Problem to solve => Starting with the line that contains "Practice task. Find the cabinet" and going on through the end of the listing, give those lines again, including the requests, with every point coordinate in the answers multiplied by 0.5 and rounded to a whole number, halves rounding up. Leave the pictures out of your answer.

┄┄┄┄┄┄┄┄┄┄┄┄┄┄┄┄┄┄┄┄

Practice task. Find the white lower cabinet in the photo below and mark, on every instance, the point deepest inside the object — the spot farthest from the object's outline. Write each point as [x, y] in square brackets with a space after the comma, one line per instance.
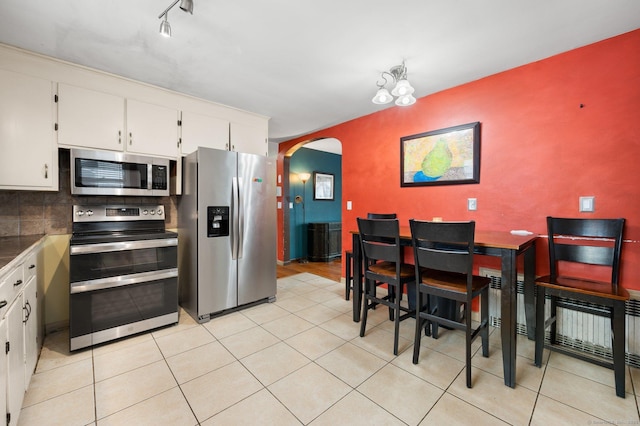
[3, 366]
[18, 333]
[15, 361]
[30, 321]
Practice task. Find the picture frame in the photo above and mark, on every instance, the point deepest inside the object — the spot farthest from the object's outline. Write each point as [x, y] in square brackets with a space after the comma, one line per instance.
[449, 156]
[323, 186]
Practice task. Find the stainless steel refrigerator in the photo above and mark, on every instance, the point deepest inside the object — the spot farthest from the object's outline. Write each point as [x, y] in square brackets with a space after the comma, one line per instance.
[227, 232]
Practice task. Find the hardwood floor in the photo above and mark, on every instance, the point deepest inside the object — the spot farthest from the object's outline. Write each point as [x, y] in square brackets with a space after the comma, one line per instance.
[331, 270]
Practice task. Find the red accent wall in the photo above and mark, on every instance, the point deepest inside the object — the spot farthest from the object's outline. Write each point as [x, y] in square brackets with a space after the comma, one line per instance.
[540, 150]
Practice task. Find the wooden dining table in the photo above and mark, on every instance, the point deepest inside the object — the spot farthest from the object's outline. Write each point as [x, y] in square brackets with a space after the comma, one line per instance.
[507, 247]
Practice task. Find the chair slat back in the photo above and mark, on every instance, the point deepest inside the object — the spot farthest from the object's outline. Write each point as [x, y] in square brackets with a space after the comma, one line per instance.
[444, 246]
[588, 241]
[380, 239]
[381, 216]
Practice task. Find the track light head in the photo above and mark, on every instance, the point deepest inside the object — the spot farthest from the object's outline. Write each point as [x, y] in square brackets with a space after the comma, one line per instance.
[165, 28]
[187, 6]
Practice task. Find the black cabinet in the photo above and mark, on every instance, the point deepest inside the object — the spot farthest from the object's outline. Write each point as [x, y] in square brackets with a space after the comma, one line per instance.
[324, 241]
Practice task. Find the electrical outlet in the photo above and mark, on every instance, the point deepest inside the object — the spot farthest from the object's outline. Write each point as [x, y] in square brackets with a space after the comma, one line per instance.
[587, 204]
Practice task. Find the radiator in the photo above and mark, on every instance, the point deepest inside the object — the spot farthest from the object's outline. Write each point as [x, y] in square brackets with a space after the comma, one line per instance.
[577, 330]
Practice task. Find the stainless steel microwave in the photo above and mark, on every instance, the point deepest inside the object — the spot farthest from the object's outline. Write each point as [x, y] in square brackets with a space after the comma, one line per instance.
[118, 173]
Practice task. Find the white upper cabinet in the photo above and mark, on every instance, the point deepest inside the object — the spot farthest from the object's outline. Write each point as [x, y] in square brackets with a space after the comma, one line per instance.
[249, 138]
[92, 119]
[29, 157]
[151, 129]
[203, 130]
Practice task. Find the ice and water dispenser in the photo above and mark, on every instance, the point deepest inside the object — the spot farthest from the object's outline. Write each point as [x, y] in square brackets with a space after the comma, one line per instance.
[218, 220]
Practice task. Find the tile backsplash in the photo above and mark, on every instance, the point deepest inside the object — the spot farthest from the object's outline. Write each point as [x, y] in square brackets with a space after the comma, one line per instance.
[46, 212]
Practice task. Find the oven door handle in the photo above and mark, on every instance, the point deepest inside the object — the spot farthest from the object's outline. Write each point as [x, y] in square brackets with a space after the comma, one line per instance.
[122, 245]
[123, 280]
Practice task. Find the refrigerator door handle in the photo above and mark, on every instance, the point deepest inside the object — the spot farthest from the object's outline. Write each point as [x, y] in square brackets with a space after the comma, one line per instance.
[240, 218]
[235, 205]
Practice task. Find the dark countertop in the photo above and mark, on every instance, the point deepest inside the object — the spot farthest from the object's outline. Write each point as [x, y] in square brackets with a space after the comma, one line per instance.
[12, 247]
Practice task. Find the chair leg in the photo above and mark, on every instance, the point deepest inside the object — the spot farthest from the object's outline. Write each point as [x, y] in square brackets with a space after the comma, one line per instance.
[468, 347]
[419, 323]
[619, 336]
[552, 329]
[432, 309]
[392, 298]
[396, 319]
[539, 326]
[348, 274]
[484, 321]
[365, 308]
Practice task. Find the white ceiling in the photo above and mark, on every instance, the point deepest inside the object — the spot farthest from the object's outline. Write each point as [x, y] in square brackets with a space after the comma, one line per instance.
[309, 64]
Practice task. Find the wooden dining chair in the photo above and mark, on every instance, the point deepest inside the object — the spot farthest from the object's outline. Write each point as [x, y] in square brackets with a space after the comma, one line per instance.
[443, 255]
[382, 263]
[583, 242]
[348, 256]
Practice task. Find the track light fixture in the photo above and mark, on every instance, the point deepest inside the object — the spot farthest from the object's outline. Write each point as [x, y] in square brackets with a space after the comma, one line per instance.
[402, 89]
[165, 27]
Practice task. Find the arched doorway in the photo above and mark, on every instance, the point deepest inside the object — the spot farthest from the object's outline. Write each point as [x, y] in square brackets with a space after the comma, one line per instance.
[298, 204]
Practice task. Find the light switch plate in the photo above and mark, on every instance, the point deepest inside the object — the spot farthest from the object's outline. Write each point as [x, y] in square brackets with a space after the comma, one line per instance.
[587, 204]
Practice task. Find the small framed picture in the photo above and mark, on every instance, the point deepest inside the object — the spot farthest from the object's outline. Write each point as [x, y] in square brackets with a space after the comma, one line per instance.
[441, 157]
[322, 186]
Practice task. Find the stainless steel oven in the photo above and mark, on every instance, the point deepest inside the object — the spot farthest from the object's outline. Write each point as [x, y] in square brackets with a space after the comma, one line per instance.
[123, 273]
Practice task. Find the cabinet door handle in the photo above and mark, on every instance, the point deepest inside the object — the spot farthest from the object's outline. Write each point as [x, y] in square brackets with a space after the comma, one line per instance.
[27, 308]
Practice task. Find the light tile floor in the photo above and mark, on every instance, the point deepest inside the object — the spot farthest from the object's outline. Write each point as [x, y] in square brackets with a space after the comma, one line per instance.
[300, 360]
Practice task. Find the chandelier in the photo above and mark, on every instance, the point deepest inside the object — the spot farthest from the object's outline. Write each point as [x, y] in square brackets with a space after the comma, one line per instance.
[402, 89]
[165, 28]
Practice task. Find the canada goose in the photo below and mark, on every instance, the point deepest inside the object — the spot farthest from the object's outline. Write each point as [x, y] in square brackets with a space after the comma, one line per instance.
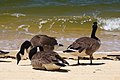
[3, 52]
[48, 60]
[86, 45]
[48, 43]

┄┄┄┄┄┄┄┄┄┄┄┄┄┄┄┄┄┄┄┄

Problem solution =>
Practice task. Find the cabinet door handle in the photo above and mark, on every instance, the point deepest inside the object — the spot farthest from the object's outline. Write each point as [x, y] in square brackets with a space after the comma, one line per instance.
[14, 154]
Practice task. Find the light tile floor in the photo above and mark, on every instance, the point deepest inside the object — the spot farthest from the object's outline. Write each point as [x, y] in square brackets with a space after the comma, one line per instance.
[150, 180]
Practice task. Find the chandelier in the photo above and mark, on every instance, the point deepest inside the object — the spot farthest from the object's outline. Write each point as [x, y] in square brackets with a space after the comma, one line per instance.
[201, 45]
[83, 14]
Practice task. Find the canada goose in the photo below and mark, on every instance, the point deepest inside the object — the spot farthest from the object's outline. Write each point as [x, y] in square brackets with a space after the comma, one line per instance.
[2, 26]
[24, 30]
[43, 23]
[24, 22]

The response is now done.